***** Raw data *****
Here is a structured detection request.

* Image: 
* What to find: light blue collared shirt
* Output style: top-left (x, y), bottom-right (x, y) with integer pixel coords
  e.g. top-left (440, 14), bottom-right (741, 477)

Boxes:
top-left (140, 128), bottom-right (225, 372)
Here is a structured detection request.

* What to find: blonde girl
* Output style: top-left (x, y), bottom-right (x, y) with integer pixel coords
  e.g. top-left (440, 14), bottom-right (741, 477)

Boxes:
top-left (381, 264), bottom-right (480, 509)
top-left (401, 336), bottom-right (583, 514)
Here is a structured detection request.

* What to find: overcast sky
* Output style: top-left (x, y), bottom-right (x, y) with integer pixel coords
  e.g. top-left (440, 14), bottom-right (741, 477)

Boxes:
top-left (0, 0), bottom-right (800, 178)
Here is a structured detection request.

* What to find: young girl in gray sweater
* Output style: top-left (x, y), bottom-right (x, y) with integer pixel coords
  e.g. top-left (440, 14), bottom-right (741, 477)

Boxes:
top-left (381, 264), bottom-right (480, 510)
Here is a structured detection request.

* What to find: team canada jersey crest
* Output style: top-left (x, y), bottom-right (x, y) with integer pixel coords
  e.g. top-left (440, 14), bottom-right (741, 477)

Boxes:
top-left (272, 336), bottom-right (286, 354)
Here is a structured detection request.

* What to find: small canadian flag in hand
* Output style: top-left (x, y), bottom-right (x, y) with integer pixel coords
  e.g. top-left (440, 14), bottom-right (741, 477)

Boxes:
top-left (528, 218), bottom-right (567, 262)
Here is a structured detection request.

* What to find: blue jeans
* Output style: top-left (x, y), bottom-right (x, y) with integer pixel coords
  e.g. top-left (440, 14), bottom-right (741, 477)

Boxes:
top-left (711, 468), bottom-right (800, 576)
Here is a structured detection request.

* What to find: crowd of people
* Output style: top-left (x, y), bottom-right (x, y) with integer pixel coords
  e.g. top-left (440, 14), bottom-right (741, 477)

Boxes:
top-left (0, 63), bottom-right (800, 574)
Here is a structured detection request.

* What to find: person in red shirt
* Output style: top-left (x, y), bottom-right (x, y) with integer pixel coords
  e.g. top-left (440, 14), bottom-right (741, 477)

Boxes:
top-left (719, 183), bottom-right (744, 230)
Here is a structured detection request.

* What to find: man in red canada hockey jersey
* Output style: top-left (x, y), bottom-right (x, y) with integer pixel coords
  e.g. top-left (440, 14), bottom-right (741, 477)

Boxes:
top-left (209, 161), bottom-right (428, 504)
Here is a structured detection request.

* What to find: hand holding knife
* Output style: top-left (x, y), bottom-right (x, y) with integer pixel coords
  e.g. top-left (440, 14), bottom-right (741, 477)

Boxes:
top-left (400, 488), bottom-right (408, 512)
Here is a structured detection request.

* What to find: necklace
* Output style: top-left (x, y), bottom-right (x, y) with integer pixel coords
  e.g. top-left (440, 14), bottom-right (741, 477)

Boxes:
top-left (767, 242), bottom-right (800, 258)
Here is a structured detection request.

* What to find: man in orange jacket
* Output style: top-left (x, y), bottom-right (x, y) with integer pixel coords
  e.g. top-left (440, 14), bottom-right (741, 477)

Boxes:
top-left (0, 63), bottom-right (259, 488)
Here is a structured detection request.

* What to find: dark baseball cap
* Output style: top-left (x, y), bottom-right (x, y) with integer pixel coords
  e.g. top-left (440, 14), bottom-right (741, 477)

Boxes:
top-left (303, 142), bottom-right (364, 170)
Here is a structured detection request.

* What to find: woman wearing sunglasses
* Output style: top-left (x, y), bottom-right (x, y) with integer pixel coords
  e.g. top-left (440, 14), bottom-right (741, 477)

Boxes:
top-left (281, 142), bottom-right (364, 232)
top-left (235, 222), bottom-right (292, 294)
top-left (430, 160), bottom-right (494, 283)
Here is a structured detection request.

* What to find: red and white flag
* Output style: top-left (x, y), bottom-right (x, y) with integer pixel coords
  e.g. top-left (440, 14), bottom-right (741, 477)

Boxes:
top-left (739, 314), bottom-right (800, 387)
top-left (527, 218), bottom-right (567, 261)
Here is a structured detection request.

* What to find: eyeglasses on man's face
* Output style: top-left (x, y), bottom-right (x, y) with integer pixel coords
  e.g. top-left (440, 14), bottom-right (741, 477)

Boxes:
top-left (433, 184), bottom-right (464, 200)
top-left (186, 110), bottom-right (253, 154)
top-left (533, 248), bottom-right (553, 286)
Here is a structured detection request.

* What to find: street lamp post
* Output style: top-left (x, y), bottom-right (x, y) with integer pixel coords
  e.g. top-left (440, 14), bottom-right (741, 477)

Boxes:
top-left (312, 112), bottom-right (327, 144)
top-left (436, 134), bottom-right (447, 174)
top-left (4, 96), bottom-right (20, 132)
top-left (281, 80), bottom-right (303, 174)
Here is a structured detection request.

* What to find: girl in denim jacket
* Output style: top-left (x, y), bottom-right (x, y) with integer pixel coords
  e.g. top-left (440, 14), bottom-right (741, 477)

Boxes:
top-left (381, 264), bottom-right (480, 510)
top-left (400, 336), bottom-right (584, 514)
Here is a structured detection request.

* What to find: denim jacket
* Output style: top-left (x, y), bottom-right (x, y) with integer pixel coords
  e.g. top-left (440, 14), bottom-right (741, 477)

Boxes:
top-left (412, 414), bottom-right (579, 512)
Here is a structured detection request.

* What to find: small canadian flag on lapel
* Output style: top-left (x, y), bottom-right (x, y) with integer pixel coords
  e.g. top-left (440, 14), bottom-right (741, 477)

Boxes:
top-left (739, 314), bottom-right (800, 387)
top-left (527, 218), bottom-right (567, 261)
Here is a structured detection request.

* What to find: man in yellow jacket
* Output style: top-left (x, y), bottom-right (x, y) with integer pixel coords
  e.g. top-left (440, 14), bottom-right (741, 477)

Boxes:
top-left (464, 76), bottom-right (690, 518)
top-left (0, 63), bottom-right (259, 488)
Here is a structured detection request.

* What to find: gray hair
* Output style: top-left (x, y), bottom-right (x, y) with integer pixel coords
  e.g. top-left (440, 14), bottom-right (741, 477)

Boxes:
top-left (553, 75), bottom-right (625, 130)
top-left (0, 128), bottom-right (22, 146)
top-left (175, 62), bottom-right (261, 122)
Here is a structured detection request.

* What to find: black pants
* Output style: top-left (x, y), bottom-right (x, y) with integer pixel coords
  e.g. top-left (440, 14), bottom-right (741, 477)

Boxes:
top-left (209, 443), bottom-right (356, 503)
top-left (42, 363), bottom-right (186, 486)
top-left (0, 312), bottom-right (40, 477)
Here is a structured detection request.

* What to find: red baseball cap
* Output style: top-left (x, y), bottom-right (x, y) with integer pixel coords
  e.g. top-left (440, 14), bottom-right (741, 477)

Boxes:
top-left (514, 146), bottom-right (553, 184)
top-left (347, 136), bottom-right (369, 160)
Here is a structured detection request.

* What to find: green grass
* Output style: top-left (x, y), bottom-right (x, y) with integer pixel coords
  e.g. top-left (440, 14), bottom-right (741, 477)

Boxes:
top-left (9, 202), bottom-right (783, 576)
*****
## Exercise
Update all of the records by replacing every occurrence of "Output style" with "Coordinate format", leaving everything else unchanged.

## Reply
Here is a structured detection request.

* Image: 
* What to find: light blue collared shirt
* Coordinate format: top-left (x, y), bottom-right (x, y) with integer pixel coords
  e.g. top-left (440, 14), bottom-right (741, 477)

Boxes:
top-left (140, 128), bottom-right (225, 372)
Here is a structured detection request.

* What to find: blonde girl
* Coordinate format: top-left (x, y), bottom-right (x, y) with integer pixel coords
  e.g. top-left (440, 14), bottom-right (741, 477)

Boxes:
top-left (381, 264), bottom-right (480, 509)
top-left (401, 336), bottom-right (583, 514)
Here is a structured detection request.

* What to find: overcast sky
* Coordinate format: top-left (x, y), bottom-right (x, y) with integer pixel coords
  e.g. top-left (440, 14), bottom-right (741, 477)

Boxes:
top-left (0, 0), bottom-right (800, 178)
Here is a structured detection request.

* What to find: young girl in gray sweater
* Coordinate format: top-left (x, y), bottom-right (x, y) with integer pixel coords
  e.g. top-left (440, 14), bottom-right (741, 477)

Boxes:
top-left (381, 264), bottom-right (480, 510)
Here is a structured detection request.

* What to find: team canada jersey crest
* Coordinate format: top-left (x, y), bottom-right (x, y) with integer pixel coords
  e.g. top-left (440, 14), bottom-right (741, 477)

Boxes:
top-left (272, 336), bottom-right (286, 354)
Here is a structured detection request.

* What to find: small canadian flag in hand
* Coordinate format: top-left (x, y), bottom-right (x, y) with integer pixel coords
  e.g. top-left (440, 14), bottom-right (741, 477)

Boxes:
top-left (528, 218), bottom-right (567, 262)
Here is a structured detection request.

* What to find: blue jeans
* Coordinate format: top-left (x, y), bottom-right (x, y) with integer pixel coords
  e.g. top-left (440, 14), bottom-right (741, 477)

Boxes:
top-left (711, 468), bottom-right (800, 576)
Here is a structured detection request.

* What to find: crowd of people
* Coordinate format: top-left (x, y), bottom-right (x, y) with integer pixel coords
  e.g. top-left (440, 14), bottom-right (741, 477)

Boxes:
top-left (0, 63), bottom-right (800, 574)
Here is a structured detection request.

* What to find: person in red shirt
* Coordinate format: top-left (x, y), bottom-right (x, y) with integer pixel coords
  e.g. top-left (440, 14), bottom-right (741, 477)

Boxes:
top-left (719, 183), bottom-right (744, 230)
Here is a structured detection request.

* What to find: man in red canada hockey jersey
* Coordinate format: top-left (x, y), bottom-right (x, y) with integer pixel coords
  e.g. top-left (440, 14), bottom-right (741, 477)

Boxes:
top-left (209, 161), bottom-right (428, 504)
Here is a structured detection request.

* What to find: hand holding knife
* Coordinate format: top-left (x, y), bottom-right (x, y) with integer pixel coords
  e.g. top-left (440, 14), bottom-right (741, 477)

Boxes:
top-left (400, 488), bottom-right (408, 512)
Here is a structured detection request.

* What to find: necklace
* Coordinate format: top-left (x, y), bottom-right (x, y) with integer pixel coords
  e.g. top-left (440, 14), bottom-right (741, 477)

Boxes:
top-left (767, 242), bottom-right (800, 258)
Here is a structured detection request.

* What to find: man in orange jacket
* Coordinate format: top-left (x, y), bottom-right (x, y) with integer pixel coords
  e.g. top-left (440, 14), bottom-right (741, 477)

Boxes:
top-left (0, 63), bottom-right (259, 488)
Here is a structured detection request.

* What to find: dark baseball cap
* Coordinate format: top-left (x, y), bottom-right (x, y) with integer pixel coords
  e.g. top-left (440, 14), bottom-right (741, 477)

Boxes:
top-left (303, 142), bottom-right (364, 170)
Here is a structured detection request.

* What to find: woman wearing sunglasses
* Coordinate format: top-left (x, y), bottom-right (x, y) with integer pixel coords
  e.g. top-left (440, 14), bottom-right (741, 477)

Boxes:
top-left (281, 142), bottom-right (364, 232)
top-left (235, 222), bottom-right (292, 294)
top-left (430, 160), bottom-right (494, 283)
Here is a structured detection request.

* What to find: red and white flag
* Coordinate format: top-left (x, y), bottom-right (x, y) with integer pixel coords
  e.g. top-left (440, 14), bottom-right (741, 477)

Boxes:
top-left (739, 314), bottom-right (800, 387)
top-left (527, 218), bottom-right (567, 261)
Here is a structured detection request.

* What to find: eyeglasses on man's face
* Coordinate format: top-left (x, y), bottom-right (x, y) with integer pixel coords
  e.g. top-left (440, 14), bottom-right (741, 477)

Boxes:
top-left (433, 184), bottom-right (464, 200)
top-left (186, 110), bottom-right (253, 154)
top-left (533, 248), bottom-right (553, 286)
Here is a structured detection request.

* What to find: street lamp post
* Coordinate format: top-left (x, y), bottom-right (x, y) with integer pixel coords
  e.g. top-left (440, 14), bottom-right (741, 477)

Boxes:
top-left (312, 112), bottom-right (327, 144)
top-left (436, 134), bottom-right (447, 174)
top-left (4, 96), bottom-right (20, 132)
top-left (281, 80), bottom-right (303, 174)
Here is a structured detection request.

* What to find: girl in denim jacket
* Coordinate format: top-left (x, y), bottom-right (x, y) with integer pixel coords
  e.g. top-left (440, 14), bottom-right (741, 477)

Boxes:
top-left (381, 264), bottom-right (480, 510)
top-left (400, 336), bottom-right (584, 514)
Here is a structured detection request.

* What to find: denim jacket
* Coordinate format: top-left (x, y), bottom-right (x, y) with integer pixel coords
  e.g. top-left (440, 14), bottom-right (741, 477)

Boxes:
top-left (412, 414), bottom-right (579, 512)
Here is a structured detection request.

* What to find: small canadian flag on lapel
* Coordinate format: top-left (x, y), bottom-right (x, y) with integer pixel coords
  e.g. top-left (440, 14), bottom-right (741, 477)

Boxes:
top-left (739, 314), bottom-right (800, 387)
top-left (527, 218), bottom-right (567, 261)
Here is a structured detection request.

* What to find: man in yellow jacket
* Coordinate format: top-left (x, y), bottom-right (x, y) with integer pixel coords
  e.g. top-left (440, 14), bottom-right (741, 477)

Boxes:
top-left (464, 76), bottom-right (690, 518)
top-left (0, 63), bottom-right (259, 488)
Here is a structured detection request.

* What to find: gray hair
* Coordinate format: top-left (x, y), bottom-right (x, y) with integer pixel coords
  e.g. top-left (440, 14), bottom-right (741, 477)

Boxes:
top-left (553, 75), bottom-right (625, 130)
top-left (0, 128), bottom-right (22, 146)
top-left (175, 62), bottom-right (261, 122)
Here is a structured detection request.

* What to find: black pants
* Coordinate format: top-left (x, y), bottom-right (x, y) with integer pixel coords
  e.g. top-left (440, 14), bottom-right (741, 477)

Boxes:
top-left (209, 443), bottom-right (356, 503)
top-left (42, 363), bottom-right (186, 486)
top-left (0, 312), bottom-right (40, 477)
Here is a structured detection request.

* What to find: red baseball cap
* Coordinate format: top-left (x, y), bottom-right (x, y) with integer pixel coords
  e.g. top-left (440, 14), bottom-right (741, 477)

Boxes:
top-left (514, 146), bottom-right (553, 184)
top-left (347, 136), bottom-right (369, 160)
Here is a structured detection request.

* What to find: green grass
* Coordinate format: top-left (x, y), bottom-right (x, y) with integer pixel coords
  e.g. top-left (440, 14), bottom-right (741, 477)

Boxes:
top-left (9, 202), bottom-right (783, 576)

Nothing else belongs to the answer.